↓↓↓

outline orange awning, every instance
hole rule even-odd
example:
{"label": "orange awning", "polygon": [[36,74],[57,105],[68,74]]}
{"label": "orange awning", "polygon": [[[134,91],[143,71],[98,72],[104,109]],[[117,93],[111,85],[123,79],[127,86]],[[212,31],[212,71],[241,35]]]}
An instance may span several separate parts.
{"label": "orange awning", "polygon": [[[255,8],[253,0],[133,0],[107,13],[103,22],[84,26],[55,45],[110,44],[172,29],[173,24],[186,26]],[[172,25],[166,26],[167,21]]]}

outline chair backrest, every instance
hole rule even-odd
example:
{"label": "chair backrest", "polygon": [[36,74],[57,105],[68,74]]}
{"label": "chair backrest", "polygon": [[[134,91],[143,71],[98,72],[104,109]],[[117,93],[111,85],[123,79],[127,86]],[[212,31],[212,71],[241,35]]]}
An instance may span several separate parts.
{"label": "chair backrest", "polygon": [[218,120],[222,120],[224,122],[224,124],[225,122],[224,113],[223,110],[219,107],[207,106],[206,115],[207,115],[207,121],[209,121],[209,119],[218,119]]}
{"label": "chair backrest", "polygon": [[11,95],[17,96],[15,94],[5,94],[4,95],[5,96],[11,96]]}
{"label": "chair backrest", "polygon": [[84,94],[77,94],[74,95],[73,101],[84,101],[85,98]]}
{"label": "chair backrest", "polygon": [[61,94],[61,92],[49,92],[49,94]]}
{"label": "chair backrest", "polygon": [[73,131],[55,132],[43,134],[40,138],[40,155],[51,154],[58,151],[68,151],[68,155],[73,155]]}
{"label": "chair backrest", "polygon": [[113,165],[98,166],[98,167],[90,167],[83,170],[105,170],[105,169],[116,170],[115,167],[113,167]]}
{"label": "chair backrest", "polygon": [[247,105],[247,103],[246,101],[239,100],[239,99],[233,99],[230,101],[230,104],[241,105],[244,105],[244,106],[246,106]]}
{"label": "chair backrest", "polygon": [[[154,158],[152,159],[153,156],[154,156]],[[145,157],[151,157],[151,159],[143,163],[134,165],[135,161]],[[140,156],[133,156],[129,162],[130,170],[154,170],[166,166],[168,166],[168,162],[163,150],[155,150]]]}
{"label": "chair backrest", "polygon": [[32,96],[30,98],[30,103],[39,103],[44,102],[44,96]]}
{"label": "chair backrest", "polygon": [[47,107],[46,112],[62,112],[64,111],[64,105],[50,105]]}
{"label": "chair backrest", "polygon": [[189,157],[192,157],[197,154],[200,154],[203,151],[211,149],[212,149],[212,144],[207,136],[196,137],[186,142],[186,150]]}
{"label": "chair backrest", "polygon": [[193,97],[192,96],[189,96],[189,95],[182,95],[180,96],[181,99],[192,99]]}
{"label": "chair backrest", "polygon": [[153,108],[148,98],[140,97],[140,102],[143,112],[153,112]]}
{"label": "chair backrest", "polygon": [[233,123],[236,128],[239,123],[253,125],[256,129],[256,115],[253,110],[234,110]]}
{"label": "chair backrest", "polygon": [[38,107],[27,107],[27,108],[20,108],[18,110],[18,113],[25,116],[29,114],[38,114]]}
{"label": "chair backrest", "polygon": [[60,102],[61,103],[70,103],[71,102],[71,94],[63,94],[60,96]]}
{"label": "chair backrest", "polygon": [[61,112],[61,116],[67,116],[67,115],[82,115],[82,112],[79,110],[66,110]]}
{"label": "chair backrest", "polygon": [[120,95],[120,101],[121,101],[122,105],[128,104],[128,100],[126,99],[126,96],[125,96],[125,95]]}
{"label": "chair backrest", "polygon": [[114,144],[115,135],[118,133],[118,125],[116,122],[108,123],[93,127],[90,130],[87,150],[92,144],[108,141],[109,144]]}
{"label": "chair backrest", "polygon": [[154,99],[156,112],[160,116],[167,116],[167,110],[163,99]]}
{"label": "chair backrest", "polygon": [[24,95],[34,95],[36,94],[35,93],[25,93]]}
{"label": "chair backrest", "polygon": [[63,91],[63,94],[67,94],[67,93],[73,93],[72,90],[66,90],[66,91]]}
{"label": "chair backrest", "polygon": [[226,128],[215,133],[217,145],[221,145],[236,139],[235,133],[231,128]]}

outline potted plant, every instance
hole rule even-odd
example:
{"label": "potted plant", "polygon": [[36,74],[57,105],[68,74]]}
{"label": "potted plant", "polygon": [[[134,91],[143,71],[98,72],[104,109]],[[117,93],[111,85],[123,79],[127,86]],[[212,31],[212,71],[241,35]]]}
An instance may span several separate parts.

↑↑↑

Prompt >> Each line in the material above must be retyped without alteration.

Exercise solution >>
outline orange awning, every instance
hole rule even-odd
example:
{"label": "orange awning", "polygon": [[36,74],[57,105],[68,74]]}
{"label": "orange awning", "polygon": [[[134,91],[143,71],[98,72],[104,109]],[[117,93],[111,85],[123,79],[127,86]],[[212,31],[212,71],[241,35]]]}
An instance may span several separate parts.
{"label": "orange awning", "polygon": [[[255,8],[253,0],[133,0],[107,13],[103,22],[84,26],[55,45],[110,44],[172,29],[173,24],[186,26]],[[172,25],[166,26],[167,21]]]}

outline chair backrest, every instance
hole rule even-odd
example:
{"label": "chair backrest", "polygon": [[36,74],[57,105],[68,74]]}
{"label": "chair backrest", "polygon": [[[134,91],[143,71],[98,72],[104,109]],[[117,93],[111,85],[123,79],[127,86]],[[212,31],[212,71],[241,35]]]}
An instance may span several separate parts.
{"label": "chair backrest", "polygon": [[218,120],[222,120],[224,122],[224,124],[225,122],[224,113],[223,110],[219,107],[207,106],[206,115],[207,115],[207,121],[209,121],[209,119],[218,119]]}
{"label": "chair backrest", "polygon": [[11,95],[17,96],[15,94],[5,94],[4,95],[5,96],[11,96]]}
{"label": "chair backrest", "polygon": [[84,94],[77,94],[74,95],[73,101],[84,101],[85,98]]}
{"label": "chair backrest", "polygon": [[61,94],[61,92],[49,92],[49,94]]}
{"label": "chair backrest", "polygon": [[73,131],[55,132],[43,134],[40,138],[40,155],[51,154],[58,151],[68,151],[68,155],[73,155]]}
{"label": "chair backrest", "polygon": [[113,165],[98,166],[98,167],[90,167],[83,170],[105,170],[105,169],[116,170],[115,167],[113,167]]}
{"label": "chair backrest", "polygon": [[247,105],[247,103],[246,101],[239,100],[239,99],[233,99],[230,101],[230,104],[241,105],[244,105],[244,106],[246,106]]}
{"label": "chair backrest", "polygon": [[[154,158],[152,159],[153,156],[154,156]],[[145,157],[151,157],[151,159],[143,163],[134,165],[135,161]],[[140,156],[133,156],[129,162],[130,170],[154,170],[166,166],[168,166],[168,162],[163,150],[155,150]]]}
{"label": "chair backrest", "polygon": [[32,96],[30,98],[30,103],[39,103],[44,102],[44,96]]}
{"label": "chair backrest", "polygon": [[47,107],[46,112],[62,112],[64,111],[64,105],[50,105]]}
{"label": "chair backrest", "polygon": [[189,157],[192,157],[197,154],[200,154],[203,151],[211,149],[212,149],[212,144],[207,136],[196,137],[186,142],[186,150]]}
{"label": "chair backrest", "polygon": [[193,97],[192,96],[189,96],[189,95],[182,95],[180,96],[181,99],[192,99]]}
{"label": "chair backrest", "polygon": [[153,108],[148,98],[140,97],[140,102],[143,112],[153,112]]}
{"label": "chair backrest", "polygon": [[233,123],[236,128],[239,123],[253,125],[256,129],[256,115],[253,110],[234,110]]}
{"label": "chair backrest", "polygon": [[38,107],[27,107],[27,108],[20,108],[18,110],[18,113],[25,116],[29,114],[38,114]]}
{"label": "chair backrest", "polygon": [[60,102],[61,103],[70,103],[71,102],[71,94],[63,94],[60,96]]}
{"label": "chair backrest", "polygon": [[61,112],[61,116],[67,116],[67,115],[82,115],[82,112],[79,110],[66,110]]}
{"label": "chair backrest", "polygon": [[120,95],[120,101],[121,101],[122,105],[128,104],[128,100],[126,99],[126,96],[125,96],[125,95]]}
{"label": "chair backrest", "polygon": [[114,144],[115,135],[118,133],[118,125],[116,122],[108,123],[93,127],[90,130],[87,150],[92,144],[108,141],[109,144]]}
{"label": "chair backrest", "polygon": [[154,99],[156,112],[160,116],[167,116],[167,110],[163,99]]}
{"label": "chair backrest", "polygon": [[24,95],[34,95],[36,94],[35,93],[25,93]]}
{"label": "chair backrest", "polygon": [[63,91],[63,94],[67,94],[67,93],[73,93],[72,90],[66,90],[66,91]]}
{"label": "chair backrest", "polygon": [[226,128],[215,133],[217,145],[221,145],[236,139],[235,133],[231,128]]}

outline potted plant, every instance
hole rule even-odd
example:
{"label": "potted plant", "polygon": [[36,74],[57,105],[68,74]]}
{"label": "potted plant", "polygon": [[[134,91],[143,71],[98,72],[104,109]],[[117,93],[111,85],[123,79],[127,86]],[[212,31],[212,71],[241,35]]]}
An instance may span several separate parts.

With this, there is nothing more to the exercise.